**Work item:** Skipping all images, output the listing word for word.

**Provided material:**
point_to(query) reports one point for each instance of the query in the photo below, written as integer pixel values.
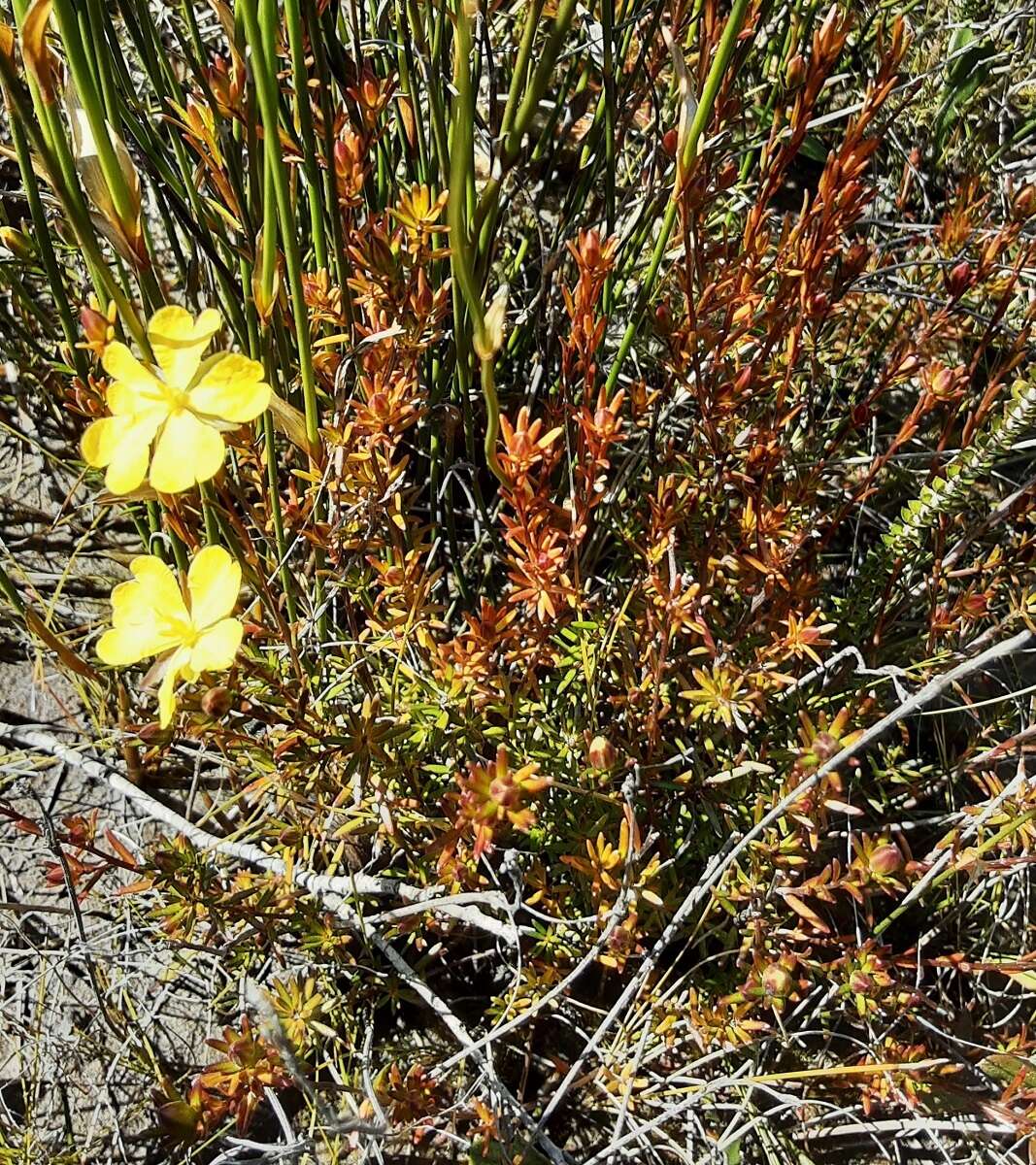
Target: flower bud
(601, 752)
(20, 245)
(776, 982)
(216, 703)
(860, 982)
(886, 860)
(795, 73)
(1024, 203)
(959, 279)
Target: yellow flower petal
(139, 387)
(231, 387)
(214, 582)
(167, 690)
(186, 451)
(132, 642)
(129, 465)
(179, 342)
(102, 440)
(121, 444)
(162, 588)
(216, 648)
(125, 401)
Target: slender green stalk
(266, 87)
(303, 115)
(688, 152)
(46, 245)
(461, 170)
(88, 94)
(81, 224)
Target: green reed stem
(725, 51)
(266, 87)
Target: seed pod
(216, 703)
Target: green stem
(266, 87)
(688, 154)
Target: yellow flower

**Answer box:**
point_to(query) reports one point for each instance of the query in the photo below, written as integer pixel values.
Target: flower bud
(601, 752)
(20, 245)
(776, 982)
(216, 703)
(860, 982)
(886, 860)
(795, 73)
(1024, 203)
(959, 279)
Target: yellow flower petal
(139, 387)
(231, 387)
(214, 582)
(167, 690)
(186, 451)
(132, 642)
(129, 465)
(179, 342)
(102, 440)
(121, 444)
(162, 588)
(216, 648)
(125, 401)
Target: slender green stalk
(266, 87)
(303, 115)
(688, 152)
(46, 245)
(461, 170)
(88, 94)
(81, 224)
Target: green reed stem
(725, 51)
(266, 87)
Target: seed pod
(216, 703)
Target: green stem
(266, 87)
(688, 154)
Target: yellow flower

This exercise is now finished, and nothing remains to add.